◆ **WHAT THE TASK REQUIRES**: In the data below, one line contains "Wildlife camera-trap request: tag the hooded" and a later one contains "Wildlife camera-trap request: tag the eyeglasses". Print both, with every line between them, exactly and alone.

(Collection entries)
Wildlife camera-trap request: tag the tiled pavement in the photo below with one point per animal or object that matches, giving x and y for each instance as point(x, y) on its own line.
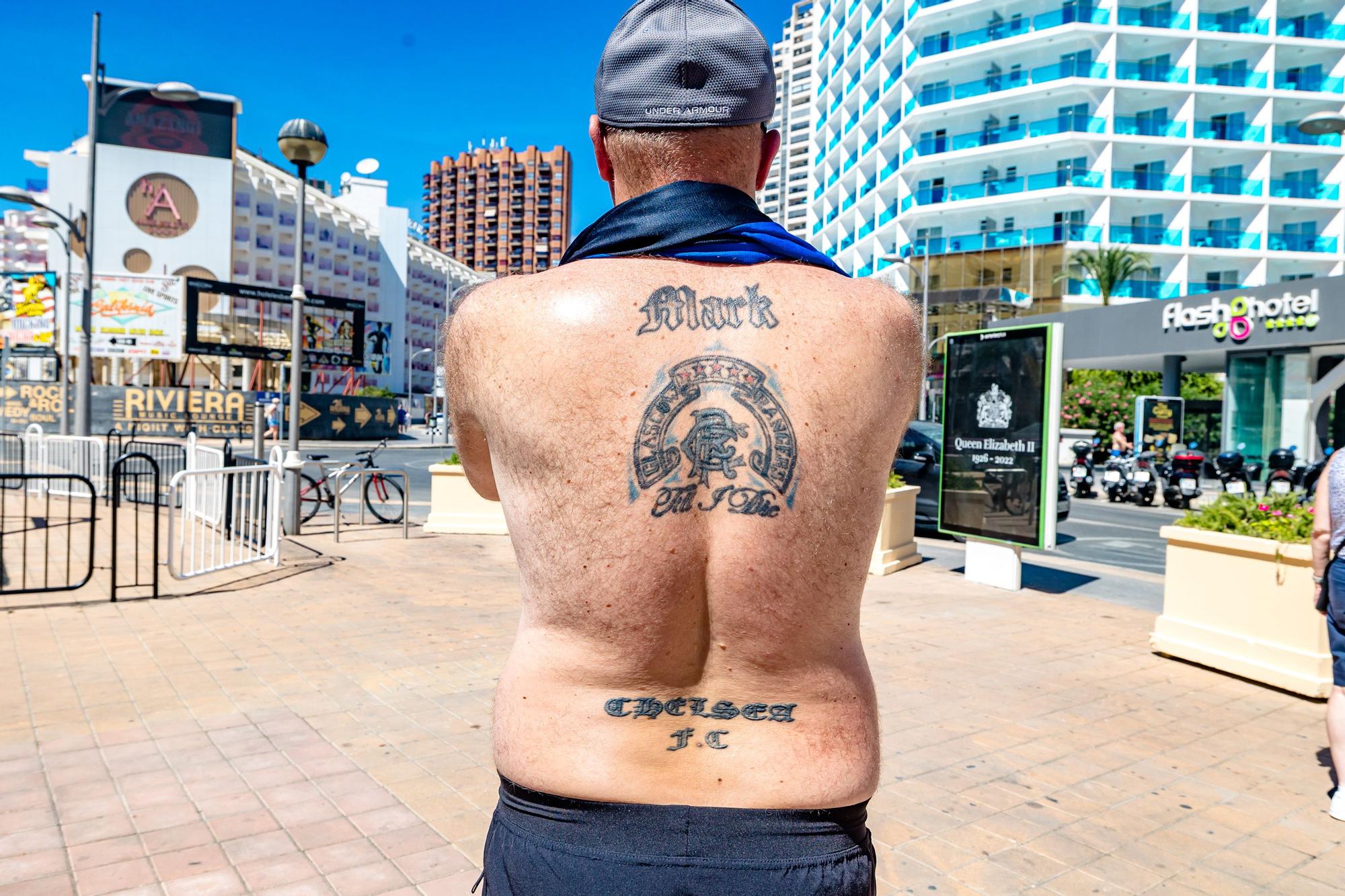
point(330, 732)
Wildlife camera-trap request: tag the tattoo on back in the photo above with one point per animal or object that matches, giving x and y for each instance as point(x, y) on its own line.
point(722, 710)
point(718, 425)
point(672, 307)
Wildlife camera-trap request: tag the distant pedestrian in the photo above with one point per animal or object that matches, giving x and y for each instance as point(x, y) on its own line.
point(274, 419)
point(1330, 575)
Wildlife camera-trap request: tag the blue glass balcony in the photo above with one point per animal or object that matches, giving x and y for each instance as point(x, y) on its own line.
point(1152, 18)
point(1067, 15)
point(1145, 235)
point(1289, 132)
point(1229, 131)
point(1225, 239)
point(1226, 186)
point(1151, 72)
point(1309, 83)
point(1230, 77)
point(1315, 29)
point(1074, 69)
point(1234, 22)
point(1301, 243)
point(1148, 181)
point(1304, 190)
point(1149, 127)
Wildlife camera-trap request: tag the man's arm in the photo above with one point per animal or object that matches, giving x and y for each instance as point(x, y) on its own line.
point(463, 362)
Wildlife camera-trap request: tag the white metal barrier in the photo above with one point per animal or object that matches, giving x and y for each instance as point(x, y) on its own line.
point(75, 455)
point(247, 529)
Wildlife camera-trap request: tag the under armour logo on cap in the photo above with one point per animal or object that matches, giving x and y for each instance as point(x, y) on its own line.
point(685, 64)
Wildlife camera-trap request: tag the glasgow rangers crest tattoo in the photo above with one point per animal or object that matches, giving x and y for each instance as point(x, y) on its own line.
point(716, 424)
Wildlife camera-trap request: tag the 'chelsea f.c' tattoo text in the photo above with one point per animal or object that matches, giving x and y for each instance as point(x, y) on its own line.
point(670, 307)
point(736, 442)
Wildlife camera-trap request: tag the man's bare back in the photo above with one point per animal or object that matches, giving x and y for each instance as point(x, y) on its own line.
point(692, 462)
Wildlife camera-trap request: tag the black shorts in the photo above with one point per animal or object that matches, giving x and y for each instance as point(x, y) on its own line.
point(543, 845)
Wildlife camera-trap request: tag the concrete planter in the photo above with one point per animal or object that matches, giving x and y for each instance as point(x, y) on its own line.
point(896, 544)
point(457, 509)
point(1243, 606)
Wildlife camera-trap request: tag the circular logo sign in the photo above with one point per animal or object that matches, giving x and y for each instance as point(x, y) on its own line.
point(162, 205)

==

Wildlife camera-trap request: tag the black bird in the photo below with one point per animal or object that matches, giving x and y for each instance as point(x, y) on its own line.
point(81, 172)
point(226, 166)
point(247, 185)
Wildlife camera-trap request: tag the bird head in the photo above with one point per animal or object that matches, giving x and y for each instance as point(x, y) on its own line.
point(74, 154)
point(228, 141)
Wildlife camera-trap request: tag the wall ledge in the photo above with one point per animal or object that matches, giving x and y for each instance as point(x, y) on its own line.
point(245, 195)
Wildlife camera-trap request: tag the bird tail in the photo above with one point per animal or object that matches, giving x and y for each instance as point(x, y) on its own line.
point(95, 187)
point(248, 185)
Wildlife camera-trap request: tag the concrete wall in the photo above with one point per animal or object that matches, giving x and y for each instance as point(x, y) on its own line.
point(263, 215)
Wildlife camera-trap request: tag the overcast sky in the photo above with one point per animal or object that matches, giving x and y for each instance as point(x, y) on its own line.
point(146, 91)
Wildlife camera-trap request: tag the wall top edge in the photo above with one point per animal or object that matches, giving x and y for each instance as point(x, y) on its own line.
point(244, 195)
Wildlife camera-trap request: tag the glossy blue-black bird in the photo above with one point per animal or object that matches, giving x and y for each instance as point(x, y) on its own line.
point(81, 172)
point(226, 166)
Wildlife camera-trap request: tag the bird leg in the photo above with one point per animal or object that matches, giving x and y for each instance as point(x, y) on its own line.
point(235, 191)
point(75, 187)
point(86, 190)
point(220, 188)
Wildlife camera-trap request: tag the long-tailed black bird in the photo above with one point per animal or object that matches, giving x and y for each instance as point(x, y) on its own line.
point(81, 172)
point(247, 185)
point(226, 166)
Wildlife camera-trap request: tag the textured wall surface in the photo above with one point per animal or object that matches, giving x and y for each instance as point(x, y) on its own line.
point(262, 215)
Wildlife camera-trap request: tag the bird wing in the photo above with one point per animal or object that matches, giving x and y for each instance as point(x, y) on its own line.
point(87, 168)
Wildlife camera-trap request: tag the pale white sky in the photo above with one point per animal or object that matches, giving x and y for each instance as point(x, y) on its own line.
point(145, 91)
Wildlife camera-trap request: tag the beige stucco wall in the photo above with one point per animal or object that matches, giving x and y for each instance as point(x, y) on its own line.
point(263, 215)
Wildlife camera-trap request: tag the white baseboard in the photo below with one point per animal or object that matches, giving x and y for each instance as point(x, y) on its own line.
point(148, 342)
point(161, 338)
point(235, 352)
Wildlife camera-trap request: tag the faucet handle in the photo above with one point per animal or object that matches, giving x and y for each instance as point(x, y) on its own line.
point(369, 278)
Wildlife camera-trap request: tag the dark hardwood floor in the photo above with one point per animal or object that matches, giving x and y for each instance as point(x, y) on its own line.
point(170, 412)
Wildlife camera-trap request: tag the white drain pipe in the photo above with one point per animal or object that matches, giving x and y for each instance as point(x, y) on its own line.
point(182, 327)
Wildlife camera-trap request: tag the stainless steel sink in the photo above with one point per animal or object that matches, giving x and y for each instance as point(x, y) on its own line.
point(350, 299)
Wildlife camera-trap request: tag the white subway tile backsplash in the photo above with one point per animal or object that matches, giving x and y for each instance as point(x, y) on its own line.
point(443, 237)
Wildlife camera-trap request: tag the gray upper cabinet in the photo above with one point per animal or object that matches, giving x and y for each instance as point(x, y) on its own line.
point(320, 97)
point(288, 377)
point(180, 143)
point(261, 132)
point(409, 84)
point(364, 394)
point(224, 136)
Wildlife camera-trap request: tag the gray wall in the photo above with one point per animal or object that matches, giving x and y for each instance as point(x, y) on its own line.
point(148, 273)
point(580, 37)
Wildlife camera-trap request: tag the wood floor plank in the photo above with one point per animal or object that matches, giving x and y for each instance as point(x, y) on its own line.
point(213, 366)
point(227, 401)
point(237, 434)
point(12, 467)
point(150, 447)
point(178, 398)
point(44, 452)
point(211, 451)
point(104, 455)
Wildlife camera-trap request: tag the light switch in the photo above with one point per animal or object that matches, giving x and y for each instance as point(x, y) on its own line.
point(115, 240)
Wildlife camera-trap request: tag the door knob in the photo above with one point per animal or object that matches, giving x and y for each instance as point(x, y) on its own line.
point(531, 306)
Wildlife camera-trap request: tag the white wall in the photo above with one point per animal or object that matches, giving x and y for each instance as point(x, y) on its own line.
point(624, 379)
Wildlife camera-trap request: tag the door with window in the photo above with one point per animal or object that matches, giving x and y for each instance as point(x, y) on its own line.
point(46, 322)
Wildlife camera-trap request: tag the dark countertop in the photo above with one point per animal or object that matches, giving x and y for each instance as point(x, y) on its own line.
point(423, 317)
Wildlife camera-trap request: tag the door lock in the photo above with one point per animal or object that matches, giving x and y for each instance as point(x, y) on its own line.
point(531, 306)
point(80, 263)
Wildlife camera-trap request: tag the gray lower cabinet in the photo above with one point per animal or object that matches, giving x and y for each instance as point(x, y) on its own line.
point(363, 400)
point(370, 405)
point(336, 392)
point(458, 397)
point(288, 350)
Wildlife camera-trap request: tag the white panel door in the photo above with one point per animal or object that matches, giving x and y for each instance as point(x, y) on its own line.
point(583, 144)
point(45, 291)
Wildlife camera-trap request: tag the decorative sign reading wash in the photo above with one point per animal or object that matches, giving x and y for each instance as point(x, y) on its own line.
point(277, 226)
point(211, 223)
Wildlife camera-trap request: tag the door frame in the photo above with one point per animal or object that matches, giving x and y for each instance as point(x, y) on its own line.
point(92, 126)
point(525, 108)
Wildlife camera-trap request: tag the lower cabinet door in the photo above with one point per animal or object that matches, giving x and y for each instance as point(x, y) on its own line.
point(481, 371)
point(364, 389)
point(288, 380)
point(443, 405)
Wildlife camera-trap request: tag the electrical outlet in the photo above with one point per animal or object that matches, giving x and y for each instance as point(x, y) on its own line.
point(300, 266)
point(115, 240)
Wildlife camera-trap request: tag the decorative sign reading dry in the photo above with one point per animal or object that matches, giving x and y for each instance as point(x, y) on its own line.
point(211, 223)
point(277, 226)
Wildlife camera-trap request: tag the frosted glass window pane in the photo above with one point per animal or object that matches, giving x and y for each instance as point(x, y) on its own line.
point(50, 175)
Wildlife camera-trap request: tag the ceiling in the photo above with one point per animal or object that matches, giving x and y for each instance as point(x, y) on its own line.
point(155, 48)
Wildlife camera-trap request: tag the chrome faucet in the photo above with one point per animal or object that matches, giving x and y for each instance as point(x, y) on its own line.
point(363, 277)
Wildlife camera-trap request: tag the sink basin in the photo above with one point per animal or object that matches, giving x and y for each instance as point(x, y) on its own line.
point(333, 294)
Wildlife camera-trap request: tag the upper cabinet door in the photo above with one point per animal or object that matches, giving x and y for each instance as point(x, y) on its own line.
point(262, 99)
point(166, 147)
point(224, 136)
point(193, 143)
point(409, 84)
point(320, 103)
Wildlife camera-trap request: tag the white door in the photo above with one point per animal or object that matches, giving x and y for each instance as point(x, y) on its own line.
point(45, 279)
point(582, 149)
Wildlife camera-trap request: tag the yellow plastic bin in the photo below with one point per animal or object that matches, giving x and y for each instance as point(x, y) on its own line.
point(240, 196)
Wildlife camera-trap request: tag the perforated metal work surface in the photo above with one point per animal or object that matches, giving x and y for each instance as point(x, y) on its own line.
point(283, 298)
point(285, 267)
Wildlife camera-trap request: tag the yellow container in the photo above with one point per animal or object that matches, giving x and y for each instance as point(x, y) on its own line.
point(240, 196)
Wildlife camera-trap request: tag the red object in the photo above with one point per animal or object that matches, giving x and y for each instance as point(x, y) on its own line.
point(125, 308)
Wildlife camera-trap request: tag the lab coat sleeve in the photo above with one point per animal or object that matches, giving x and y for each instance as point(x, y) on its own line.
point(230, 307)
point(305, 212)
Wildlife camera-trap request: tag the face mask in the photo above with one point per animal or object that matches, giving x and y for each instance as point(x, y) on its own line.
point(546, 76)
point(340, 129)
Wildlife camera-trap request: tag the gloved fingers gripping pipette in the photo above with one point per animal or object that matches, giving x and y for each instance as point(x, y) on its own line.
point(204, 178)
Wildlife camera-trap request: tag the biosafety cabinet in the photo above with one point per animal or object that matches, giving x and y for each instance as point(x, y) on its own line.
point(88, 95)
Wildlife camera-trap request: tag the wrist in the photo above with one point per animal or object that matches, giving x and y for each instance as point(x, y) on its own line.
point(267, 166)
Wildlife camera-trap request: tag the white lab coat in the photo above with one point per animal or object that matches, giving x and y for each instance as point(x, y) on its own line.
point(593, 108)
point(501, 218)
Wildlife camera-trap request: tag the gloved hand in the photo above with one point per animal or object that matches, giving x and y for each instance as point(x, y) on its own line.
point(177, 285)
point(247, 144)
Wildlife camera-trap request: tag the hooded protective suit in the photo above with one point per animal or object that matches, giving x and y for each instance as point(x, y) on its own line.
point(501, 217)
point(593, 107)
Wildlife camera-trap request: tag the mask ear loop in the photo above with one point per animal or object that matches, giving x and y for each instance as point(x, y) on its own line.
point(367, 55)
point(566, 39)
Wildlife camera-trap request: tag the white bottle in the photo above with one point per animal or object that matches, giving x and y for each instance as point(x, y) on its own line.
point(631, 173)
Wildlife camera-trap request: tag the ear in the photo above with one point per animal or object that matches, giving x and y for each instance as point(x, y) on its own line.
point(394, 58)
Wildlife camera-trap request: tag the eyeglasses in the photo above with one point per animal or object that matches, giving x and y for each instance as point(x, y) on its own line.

◆ **WRITTEN SOLUTION**:
Wildlife camera-trap request: tag the hooded protective suit in the photo above with one point per animal or object that matches, giving x and y for each instance as point(x, y) on its own line.
point(501, 217)
point(593, 107)
Wildlife camera-trap request: tag the mask ear loop in the photo above with one point per animal or object that matches, giving x and y for each instance as point(x, y) on its own line.
point(367, 55)
point(566, 39)
Wildlife camera-trap request: tag the white bottle in the photo above with one point per animal or object that matches, giving x and y for each instance as point(x, y) on its own line.
point(631, 173)
Wildlife camera-trap request: tag the ear in the photo above with one point per animal or object that matches, giving x and y for each instance as point(x, y) on its own line.
point(394, 58)
Wildlife camera-trap request: tag the eyeglasses in the photo above with one point per animal or object that matches, giving x and y for each instance as point(x, y) on its own line.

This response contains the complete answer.